Outline annotation records:
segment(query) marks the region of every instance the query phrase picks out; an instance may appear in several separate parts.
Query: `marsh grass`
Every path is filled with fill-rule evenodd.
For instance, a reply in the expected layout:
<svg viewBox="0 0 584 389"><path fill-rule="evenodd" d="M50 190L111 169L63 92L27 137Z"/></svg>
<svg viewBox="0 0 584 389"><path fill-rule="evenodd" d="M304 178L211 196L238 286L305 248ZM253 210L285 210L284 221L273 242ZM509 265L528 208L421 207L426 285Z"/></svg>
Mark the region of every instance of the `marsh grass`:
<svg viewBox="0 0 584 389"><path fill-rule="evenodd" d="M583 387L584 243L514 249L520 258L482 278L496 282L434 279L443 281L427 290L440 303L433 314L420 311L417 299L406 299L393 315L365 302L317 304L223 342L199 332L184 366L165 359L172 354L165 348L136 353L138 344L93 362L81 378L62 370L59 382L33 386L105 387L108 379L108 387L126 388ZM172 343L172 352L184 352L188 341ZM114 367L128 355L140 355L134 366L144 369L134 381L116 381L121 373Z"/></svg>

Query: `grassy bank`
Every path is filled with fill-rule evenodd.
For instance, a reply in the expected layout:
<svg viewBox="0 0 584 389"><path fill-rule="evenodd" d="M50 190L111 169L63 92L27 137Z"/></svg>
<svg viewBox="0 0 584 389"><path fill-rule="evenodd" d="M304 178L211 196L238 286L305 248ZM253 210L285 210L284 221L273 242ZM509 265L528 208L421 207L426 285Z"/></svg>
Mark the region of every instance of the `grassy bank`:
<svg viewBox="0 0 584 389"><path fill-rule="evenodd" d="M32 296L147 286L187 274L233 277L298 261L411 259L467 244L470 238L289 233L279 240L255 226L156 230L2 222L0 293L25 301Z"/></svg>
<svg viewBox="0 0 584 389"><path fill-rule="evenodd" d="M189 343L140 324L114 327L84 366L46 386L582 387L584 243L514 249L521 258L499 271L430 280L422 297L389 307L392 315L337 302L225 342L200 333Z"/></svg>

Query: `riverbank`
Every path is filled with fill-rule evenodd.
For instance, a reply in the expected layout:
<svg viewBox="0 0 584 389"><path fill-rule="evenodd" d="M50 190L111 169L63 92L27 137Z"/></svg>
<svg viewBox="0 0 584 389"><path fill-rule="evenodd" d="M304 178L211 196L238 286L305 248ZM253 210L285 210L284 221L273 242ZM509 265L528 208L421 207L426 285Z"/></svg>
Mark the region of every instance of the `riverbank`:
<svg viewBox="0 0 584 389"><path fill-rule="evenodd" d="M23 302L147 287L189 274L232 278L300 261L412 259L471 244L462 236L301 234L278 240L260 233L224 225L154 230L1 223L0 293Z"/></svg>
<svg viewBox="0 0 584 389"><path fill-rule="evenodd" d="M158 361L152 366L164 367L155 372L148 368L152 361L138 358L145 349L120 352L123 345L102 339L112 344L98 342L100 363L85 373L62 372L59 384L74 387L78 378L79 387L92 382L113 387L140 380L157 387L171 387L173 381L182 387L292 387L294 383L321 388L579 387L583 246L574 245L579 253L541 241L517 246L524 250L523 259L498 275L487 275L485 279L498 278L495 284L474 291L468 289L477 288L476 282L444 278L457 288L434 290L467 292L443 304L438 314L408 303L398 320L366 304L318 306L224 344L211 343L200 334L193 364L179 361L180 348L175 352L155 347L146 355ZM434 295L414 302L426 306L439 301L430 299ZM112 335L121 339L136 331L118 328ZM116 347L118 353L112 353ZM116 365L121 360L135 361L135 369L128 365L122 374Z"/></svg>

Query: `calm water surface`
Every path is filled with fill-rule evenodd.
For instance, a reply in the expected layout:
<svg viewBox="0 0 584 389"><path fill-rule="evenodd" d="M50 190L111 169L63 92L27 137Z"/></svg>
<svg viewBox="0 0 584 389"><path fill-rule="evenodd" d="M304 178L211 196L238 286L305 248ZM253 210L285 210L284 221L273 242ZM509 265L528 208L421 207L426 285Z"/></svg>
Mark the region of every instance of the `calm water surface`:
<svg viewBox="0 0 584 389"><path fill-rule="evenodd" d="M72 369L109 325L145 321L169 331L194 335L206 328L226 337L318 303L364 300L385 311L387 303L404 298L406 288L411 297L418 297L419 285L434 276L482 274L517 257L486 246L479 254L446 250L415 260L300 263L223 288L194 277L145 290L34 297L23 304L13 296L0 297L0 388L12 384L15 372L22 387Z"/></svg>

■ Exercise brief ■
List every line of the records above that contains the word "riverbank", copying each line in full.

■ Finished answer ■
Query: `riverbank`
Mark the region of every instance of the `riverbank`:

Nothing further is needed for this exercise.